Required actions:
1. In the chapter extract below, when is a file itself deleted?
2. Locate every line in the entries below that contains the word "dark" and copy each one in full. Matching is case-sensitive.

Page extract:
This chapter introduces the IBM Java Software Development Kit. It does so mainly by pointing out how completely the kit mimics the Sun Java Software Development Kit covered in Chapter 5. Some time is spent on the minor differences and some installation issues.
The small number of important differences between the IBM and Sun Java Software Development Kits.
How to put more than one version of Java on the same development machine and how to switch between them painlessly.
We did not spend much time discussing the installation of Java on your Linux system in previous chapter. In fact, we did not discuss it at all. This is because the installation instructions that come with the SDK are more than adequate if you wish only to install a single Java SDK. But what if you want to install, say, both the Sun Java SDK and the IBM Java SDK? Then things get a bit more interesting.
We’re going to review the concept of filesystem links, and how they work on Linux. While it may seem odd to discuss them here, we’ll be using links to switch gracefully between different Java installations. Links are a powerful feature in Linux filesystems, and switching SDKs is a good application thereof. If you’re already familiar with links, skip ahead to Section 6.2.2.
A link is simply a name attached to a collection of data—that is, to a file. In other words, every file has one set of data and at least one link (a name). But a file may have more than one link. In other words, two different filenames may point to the same data. When you do this, you appear to have two copies of the file, but a change to one also changes the other. Deleting one, however, does not delete the other. It merely deletes the link. The file itself is only deleted when the last link is gone.
Links come in two flavors: hard and symbolic. A hard link looks like a file in and of itself. Let’s show you a hard link, before and after.
$ ls -la total 12 drwxrwxr-x 2 mschwarz mschwarz 4096 Jul 8 10:11 . drwx------ 50 mschwarz mschwarz 4096 Jul 8 10:11 .. -rw-rw-r-- 1 mschwarz mschwarz 45 Jul 8 10:11 sample $ cat sample This is a sample file to demonstrate links. $
As you can see, we have a directory with a single file in it, sample. Now let’s make a hard link to that file.

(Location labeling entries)
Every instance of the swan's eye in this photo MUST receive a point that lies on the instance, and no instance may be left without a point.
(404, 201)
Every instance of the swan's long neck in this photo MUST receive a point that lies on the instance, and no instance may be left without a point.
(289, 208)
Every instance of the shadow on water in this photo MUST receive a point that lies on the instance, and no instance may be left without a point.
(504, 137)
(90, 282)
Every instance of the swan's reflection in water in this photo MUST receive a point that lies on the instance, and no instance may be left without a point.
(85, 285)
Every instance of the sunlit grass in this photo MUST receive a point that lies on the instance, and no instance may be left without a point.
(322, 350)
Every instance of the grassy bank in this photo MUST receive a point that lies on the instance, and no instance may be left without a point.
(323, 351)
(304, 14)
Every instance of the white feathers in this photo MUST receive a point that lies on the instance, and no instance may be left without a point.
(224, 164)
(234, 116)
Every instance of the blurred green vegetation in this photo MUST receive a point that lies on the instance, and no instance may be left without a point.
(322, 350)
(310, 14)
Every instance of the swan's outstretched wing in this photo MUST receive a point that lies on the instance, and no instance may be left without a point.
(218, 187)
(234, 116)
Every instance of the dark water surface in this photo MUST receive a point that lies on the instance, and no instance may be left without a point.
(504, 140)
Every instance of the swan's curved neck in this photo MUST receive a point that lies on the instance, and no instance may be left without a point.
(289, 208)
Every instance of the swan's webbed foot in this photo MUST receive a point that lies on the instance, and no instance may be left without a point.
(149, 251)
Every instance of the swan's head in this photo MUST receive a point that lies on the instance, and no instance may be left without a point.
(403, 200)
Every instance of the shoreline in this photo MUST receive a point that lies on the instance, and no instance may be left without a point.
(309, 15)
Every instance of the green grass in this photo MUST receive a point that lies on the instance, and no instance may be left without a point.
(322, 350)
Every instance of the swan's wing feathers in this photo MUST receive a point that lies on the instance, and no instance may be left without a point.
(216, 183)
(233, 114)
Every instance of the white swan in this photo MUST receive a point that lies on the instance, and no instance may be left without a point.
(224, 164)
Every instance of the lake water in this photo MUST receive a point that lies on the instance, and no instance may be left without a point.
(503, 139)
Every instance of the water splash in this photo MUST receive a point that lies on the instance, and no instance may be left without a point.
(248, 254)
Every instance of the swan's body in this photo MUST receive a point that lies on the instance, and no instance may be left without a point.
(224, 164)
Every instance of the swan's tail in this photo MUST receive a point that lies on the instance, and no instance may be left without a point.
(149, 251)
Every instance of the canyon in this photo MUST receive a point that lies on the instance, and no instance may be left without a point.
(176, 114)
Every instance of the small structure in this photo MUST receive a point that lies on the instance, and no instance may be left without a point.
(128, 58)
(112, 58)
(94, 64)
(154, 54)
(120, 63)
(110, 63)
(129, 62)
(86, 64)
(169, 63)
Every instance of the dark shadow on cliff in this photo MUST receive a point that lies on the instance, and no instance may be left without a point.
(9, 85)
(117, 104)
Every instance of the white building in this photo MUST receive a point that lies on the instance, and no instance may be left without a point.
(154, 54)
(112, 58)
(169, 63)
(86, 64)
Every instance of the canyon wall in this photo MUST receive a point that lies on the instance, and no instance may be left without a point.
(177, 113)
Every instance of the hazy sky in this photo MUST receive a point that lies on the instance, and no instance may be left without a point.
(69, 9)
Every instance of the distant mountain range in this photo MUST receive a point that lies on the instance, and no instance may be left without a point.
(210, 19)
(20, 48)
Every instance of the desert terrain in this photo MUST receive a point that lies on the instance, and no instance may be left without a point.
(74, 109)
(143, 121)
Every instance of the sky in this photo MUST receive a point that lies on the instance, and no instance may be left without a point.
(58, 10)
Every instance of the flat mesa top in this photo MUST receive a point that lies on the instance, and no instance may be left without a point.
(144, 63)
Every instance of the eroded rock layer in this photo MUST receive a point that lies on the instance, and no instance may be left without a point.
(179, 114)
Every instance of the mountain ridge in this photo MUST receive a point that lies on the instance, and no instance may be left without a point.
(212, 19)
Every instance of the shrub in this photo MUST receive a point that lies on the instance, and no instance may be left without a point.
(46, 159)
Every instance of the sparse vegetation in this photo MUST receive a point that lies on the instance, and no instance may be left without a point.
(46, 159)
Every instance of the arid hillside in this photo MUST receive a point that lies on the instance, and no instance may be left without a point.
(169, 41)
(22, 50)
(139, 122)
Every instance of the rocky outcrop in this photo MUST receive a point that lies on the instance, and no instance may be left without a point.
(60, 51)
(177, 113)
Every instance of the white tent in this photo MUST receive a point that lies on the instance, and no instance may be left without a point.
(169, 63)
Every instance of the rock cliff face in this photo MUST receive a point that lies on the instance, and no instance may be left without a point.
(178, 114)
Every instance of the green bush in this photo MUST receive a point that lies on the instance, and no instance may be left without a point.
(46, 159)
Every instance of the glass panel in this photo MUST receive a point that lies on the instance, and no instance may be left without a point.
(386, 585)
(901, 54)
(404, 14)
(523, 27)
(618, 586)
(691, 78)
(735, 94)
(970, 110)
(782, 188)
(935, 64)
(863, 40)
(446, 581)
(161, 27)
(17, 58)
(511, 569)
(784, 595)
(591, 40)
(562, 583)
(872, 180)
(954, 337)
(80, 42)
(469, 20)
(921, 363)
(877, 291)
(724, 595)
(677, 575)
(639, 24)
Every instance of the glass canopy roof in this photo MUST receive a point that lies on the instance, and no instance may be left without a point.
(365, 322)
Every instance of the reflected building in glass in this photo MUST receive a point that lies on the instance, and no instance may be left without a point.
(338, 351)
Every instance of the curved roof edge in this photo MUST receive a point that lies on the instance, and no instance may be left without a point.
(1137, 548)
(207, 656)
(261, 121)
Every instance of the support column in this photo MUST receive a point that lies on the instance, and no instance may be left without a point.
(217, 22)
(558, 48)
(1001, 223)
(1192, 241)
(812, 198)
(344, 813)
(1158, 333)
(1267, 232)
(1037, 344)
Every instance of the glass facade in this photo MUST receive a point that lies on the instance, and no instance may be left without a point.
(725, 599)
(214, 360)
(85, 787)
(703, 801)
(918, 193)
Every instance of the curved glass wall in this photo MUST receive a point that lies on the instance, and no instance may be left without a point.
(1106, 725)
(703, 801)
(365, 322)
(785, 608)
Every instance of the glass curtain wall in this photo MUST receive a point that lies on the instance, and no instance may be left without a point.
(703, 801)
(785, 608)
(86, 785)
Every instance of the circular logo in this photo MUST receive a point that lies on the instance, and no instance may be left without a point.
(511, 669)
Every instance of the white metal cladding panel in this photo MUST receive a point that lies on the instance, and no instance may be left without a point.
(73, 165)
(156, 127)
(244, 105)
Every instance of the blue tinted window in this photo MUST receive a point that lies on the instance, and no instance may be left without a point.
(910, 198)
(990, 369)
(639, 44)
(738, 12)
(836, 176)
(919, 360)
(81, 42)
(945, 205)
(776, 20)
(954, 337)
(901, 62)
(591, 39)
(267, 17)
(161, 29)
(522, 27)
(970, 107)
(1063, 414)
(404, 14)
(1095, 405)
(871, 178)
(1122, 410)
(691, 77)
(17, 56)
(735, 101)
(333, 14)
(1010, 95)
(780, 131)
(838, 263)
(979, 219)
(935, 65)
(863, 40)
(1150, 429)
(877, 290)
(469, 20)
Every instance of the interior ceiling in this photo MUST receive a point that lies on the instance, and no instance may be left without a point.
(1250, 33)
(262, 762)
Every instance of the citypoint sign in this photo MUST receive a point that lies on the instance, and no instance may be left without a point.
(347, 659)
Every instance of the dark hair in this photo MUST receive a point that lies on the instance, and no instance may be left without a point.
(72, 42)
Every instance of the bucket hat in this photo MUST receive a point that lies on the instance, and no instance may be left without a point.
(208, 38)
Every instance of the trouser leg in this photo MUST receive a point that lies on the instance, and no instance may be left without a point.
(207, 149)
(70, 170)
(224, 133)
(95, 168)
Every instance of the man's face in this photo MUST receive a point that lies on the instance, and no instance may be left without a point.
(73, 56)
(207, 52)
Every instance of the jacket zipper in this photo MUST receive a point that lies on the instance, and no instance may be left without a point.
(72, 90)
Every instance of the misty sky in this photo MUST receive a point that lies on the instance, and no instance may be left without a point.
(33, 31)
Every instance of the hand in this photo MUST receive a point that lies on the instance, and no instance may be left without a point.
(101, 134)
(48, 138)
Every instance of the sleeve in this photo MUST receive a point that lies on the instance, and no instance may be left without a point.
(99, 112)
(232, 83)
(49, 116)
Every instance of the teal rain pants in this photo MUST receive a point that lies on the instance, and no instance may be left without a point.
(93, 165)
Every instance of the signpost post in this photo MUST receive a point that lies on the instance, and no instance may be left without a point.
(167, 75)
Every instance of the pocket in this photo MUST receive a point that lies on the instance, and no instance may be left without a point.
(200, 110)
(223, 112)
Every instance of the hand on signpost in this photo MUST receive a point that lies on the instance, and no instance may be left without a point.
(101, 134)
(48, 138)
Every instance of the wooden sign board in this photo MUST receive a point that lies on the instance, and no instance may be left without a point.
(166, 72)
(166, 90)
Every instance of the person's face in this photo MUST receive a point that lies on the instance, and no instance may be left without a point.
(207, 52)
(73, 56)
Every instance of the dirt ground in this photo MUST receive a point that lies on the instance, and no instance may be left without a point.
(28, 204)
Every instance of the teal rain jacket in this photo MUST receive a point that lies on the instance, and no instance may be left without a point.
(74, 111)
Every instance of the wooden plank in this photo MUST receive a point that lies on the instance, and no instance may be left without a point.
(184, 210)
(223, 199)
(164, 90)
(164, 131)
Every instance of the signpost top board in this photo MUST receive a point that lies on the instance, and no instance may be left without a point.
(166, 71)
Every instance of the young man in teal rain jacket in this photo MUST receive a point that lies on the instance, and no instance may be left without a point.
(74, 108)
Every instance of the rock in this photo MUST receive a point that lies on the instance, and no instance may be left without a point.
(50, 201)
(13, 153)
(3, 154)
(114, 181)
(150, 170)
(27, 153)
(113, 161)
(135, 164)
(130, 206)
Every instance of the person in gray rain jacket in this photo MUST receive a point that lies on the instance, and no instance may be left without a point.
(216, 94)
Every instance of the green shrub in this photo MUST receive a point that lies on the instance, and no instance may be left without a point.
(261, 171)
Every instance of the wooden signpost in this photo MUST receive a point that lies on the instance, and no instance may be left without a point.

Answers:
1. A file is deleted only when its last link is gone.

2.
Every instance of the dark water surface in this photo MUST receive a point that lies on the instance, and no instance may be left without a point.
Every instance of the dark shadow on cliff in this photo MUST receive a point that lies on the instance, and no instance may be left without a point.
Every instance of the dark hair in this photo MUST receive a point that lies on the instance, and no instance may be left without a point.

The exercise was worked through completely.